Put the rows below into a numbered list, starting with the first row and ending with the row that contains "[[136, 194, 194, 400], [217, 268, 252, 400]]", inclusive. Leave out any blank lines.
+++++
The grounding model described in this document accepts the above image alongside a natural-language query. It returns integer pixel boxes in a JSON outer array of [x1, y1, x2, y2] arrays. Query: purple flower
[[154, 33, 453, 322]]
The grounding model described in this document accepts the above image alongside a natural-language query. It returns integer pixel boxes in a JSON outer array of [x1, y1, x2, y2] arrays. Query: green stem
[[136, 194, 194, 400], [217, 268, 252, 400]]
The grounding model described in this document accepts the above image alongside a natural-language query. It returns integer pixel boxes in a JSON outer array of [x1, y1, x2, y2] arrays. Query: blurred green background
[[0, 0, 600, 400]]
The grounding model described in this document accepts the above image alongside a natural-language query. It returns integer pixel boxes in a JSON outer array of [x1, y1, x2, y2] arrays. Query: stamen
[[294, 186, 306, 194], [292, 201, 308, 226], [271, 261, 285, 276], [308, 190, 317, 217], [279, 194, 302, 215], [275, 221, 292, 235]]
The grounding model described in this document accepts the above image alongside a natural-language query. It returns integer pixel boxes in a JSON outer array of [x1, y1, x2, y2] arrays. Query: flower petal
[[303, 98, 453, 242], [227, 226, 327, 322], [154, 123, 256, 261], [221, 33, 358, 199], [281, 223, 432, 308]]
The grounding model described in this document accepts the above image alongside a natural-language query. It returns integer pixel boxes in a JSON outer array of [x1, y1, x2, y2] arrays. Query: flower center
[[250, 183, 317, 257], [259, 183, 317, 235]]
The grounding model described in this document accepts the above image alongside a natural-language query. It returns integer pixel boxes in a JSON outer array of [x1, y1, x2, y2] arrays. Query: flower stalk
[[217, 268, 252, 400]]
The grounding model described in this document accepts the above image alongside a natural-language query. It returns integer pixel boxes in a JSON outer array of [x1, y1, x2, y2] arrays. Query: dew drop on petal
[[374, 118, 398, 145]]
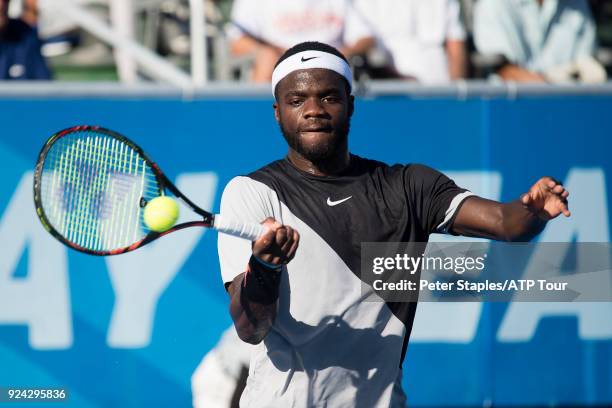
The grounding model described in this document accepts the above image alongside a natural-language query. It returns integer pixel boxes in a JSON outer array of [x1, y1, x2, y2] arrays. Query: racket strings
[[41, 131, 160, 251]]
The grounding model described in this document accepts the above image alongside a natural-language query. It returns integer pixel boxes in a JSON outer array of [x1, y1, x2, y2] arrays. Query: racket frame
[[34, 125, 215, 256]]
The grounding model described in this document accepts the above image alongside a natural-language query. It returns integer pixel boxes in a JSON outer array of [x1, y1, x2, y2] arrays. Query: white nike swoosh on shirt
[[327, 196, 353, 207]]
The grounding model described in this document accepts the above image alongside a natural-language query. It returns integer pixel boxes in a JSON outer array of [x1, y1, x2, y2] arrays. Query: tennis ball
[[144, 196, 179, 232]]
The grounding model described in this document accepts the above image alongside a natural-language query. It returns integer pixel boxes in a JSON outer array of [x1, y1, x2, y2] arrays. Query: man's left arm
[[450, 177, 570, 241]]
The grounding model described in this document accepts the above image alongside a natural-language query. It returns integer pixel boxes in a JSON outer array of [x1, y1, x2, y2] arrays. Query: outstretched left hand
[[521, 177, 571, 221]]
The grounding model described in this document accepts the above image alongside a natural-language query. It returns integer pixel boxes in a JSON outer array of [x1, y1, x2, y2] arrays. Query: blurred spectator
[[355, 0, 466, 83], [474, 0, 606, 82], [230, 0, 374, 82], [0, 0, 51, 80]]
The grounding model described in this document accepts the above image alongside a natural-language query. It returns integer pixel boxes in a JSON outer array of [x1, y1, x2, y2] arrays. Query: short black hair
[[274, 41, 351, 100], [274, 41, 348, 68]]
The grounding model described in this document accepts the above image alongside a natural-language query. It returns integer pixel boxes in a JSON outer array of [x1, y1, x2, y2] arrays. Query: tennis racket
[[34, 126, 266, 255]]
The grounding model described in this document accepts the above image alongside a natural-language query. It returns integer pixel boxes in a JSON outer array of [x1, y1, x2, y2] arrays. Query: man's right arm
[[228, 218, 299, 344]]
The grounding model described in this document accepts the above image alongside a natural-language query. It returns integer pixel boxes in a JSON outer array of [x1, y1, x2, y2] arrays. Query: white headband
[[272, 51, 353, 95]]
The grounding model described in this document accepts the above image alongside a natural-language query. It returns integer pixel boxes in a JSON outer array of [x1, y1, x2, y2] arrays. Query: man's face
[[274, 68, 353, 162]]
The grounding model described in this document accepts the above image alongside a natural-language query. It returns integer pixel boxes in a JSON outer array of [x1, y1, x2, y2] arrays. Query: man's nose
[[304, 98, 327, 118]]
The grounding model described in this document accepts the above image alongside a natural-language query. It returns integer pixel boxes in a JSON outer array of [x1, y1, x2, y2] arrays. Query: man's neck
[[287, 149, 351, 176]]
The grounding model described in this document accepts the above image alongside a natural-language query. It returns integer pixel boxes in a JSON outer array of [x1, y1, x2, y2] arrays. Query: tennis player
[[219, 42, 570, 408]]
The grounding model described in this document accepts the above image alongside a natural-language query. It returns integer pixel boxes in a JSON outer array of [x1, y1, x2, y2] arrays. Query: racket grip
[[213, 214, 268, 241]]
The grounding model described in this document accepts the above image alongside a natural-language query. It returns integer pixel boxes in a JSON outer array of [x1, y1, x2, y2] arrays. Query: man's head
[[272, 42, 353, 163]]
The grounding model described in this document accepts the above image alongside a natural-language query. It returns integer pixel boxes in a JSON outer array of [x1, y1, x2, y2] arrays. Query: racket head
[[34, 125, 170, 255]]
+++++
The solution >>
1. The grounding model described in this document accepts the above image alongside a natural-language query. It returns integer pixel boxes in a JSON outer array of [x1, y1, x2, y2] arrays. Query: purple flower
2. [[154, 33, 453, 322]]
3. The grounding model described in this document accepts the above image alongside a natural-language query. It returns integer pixel boxes in a JSON outer array of [x1, y1, x2, y2] arrays. Query: green stem
4. [[136, 194, 194, 400], [217, 268, 252, 400]]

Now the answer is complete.